- **Exercise objective**
Word for word, restate every line from the one with "Mark the innermost point of each instance of the snow" through the end of the records below, both included, and add nothing.

- **Records for the exercise**
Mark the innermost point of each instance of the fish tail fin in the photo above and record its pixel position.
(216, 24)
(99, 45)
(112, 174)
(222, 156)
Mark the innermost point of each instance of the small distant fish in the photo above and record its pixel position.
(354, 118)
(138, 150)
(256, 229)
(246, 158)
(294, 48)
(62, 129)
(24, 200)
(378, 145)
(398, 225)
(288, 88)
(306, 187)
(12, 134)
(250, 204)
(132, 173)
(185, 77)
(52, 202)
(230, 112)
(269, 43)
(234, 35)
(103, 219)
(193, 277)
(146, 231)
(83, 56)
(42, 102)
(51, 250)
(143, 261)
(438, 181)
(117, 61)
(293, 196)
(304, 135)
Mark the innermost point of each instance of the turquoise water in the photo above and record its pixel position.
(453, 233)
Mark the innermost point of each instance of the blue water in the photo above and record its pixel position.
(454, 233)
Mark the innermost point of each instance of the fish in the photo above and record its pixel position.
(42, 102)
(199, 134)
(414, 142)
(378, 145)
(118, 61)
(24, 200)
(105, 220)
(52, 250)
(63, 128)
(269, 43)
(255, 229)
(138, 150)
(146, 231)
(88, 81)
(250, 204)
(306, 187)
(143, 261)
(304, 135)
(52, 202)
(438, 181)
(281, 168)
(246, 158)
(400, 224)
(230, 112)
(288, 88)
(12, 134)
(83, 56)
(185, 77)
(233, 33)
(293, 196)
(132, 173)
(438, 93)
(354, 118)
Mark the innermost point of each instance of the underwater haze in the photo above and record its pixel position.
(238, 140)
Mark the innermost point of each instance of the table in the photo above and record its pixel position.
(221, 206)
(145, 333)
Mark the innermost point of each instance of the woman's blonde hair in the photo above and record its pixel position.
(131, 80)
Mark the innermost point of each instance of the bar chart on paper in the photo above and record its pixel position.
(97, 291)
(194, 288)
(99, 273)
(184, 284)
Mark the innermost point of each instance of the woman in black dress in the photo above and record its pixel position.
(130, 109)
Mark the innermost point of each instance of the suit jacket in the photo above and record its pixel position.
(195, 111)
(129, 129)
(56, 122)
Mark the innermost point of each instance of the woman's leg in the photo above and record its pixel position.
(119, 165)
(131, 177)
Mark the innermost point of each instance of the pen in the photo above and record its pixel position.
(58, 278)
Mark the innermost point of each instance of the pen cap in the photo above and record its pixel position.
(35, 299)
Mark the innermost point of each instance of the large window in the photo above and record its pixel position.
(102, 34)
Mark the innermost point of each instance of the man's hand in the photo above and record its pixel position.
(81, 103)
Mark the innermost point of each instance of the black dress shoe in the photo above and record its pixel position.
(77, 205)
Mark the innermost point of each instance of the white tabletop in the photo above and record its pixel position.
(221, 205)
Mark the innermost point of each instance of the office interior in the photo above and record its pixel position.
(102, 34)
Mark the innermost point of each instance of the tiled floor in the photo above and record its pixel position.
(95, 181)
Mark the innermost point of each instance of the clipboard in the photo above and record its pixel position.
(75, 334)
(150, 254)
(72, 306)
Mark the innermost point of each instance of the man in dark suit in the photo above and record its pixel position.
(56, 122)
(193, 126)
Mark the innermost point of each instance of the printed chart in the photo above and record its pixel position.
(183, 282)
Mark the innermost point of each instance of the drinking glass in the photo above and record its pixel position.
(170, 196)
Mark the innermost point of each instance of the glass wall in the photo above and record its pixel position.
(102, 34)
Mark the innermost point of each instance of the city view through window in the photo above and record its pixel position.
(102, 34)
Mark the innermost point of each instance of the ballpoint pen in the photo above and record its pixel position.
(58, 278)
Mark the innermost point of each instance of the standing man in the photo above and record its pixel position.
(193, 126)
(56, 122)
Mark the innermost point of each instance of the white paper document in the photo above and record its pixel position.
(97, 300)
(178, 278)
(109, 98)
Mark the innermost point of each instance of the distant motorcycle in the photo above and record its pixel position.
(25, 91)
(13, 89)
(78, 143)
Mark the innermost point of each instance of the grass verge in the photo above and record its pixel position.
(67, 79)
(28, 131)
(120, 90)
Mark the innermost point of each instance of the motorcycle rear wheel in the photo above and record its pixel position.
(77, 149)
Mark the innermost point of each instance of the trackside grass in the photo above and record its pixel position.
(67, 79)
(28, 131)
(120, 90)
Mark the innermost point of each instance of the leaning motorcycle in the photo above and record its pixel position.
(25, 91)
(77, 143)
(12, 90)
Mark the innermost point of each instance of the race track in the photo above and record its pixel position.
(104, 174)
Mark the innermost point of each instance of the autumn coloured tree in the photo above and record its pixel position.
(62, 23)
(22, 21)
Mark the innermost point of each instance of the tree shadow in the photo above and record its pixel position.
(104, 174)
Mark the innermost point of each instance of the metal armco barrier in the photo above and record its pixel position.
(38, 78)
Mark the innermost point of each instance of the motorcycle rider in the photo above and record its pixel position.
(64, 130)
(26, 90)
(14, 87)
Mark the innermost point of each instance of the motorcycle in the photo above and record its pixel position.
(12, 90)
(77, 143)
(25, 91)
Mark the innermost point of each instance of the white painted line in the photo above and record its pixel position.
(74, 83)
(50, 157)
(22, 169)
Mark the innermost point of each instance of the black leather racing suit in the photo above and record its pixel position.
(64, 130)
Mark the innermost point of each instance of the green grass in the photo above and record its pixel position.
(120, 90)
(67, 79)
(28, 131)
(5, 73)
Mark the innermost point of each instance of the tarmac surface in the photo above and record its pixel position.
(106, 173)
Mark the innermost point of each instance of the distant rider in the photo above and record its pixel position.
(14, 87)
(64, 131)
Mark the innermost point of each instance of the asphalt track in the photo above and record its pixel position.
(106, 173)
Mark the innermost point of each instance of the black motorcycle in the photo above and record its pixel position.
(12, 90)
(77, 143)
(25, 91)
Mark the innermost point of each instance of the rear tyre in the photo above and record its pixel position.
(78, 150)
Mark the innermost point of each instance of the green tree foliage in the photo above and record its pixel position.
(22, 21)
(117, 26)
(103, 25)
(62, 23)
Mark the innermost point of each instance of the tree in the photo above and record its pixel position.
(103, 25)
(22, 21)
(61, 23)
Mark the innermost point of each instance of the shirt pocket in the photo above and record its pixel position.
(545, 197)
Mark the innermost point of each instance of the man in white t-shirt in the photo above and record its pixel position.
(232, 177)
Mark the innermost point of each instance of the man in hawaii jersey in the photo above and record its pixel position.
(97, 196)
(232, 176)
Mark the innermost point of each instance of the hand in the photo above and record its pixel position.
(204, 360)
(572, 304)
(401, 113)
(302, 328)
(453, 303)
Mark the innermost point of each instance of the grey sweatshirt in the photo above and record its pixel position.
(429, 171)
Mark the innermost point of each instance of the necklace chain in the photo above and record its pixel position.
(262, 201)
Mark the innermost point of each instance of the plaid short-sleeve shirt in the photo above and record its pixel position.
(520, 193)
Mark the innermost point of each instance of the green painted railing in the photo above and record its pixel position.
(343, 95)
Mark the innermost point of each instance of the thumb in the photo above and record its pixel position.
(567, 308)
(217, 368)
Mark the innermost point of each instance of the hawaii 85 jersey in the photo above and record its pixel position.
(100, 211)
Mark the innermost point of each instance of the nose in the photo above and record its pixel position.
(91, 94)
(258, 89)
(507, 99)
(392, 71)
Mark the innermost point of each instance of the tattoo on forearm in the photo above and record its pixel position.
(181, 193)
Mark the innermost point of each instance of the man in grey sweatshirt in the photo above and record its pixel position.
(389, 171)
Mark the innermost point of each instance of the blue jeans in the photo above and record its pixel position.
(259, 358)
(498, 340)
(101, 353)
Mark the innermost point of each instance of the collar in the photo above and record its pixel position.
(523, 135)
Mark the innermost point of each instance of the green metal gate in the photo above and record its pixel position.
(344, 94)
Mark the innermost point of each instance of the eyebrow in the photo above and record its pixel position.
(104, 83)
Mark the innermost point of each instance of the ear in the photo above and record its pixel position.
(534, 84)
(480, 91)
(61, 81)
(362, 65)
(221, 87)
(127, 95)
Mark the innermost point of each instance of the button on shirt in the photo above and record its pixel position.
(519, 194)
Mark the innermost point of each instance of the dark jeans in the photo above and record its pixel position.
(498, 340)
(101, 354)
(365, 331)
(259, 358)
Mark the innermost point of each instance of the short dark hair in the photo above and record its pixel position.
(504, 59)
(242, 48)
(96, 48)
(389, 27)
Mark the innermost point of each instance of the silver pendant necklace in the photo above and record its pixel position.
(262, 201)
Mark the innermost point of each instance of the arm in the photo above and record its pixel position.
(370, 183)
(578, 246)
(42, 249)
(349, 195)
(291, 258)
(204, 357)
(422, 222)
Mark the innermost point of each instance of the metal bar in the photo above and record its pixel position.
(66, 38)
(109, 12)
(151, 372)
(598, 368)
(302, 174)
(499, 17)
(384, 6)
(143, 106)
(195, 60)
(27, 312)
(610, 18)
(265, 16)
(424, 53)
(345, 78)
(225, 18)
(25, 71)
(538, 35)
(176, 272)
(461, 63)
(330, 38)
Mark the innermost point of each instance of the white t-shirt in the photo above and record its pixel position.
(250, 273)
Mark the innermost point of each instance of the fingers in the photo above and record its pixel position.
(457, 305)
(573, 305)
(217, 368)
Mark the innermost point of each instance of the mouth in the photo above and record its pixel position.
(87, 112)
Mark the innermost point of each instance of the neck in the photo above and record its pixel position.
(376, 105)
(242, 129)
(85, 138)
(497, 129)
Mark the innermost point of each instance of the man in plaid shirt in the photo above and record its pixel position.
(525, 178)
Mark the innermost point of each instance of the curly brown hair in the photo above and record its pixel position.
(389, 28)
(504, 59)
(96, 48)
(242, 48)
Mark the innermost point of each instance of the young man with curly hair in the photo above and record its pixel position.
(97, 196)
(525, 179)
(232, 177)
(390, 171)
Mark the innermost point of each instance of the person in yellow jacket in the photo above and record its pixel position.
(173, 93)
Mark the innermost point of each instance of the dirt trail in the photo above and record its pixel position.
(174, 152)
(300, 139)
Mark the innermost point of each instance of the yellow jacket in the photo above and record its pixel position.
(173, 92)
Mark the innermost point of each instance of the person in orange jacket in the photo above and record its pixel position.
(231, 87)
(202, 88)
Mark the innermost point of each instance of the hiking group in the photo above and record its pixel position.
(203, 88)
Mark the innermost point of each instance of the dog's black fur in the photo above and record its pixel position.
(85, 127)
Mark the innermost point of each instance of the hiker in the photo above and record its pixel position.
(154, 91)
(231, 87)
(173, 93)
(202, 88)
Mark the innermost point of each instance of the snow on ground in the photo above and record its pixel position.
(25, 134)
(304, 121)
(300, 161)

- **Your solution**
Mark the innermost point of each instance of the snow on ground in the photo above and record its pixel position.
(25, 134)
(304, 121)
(300, 161)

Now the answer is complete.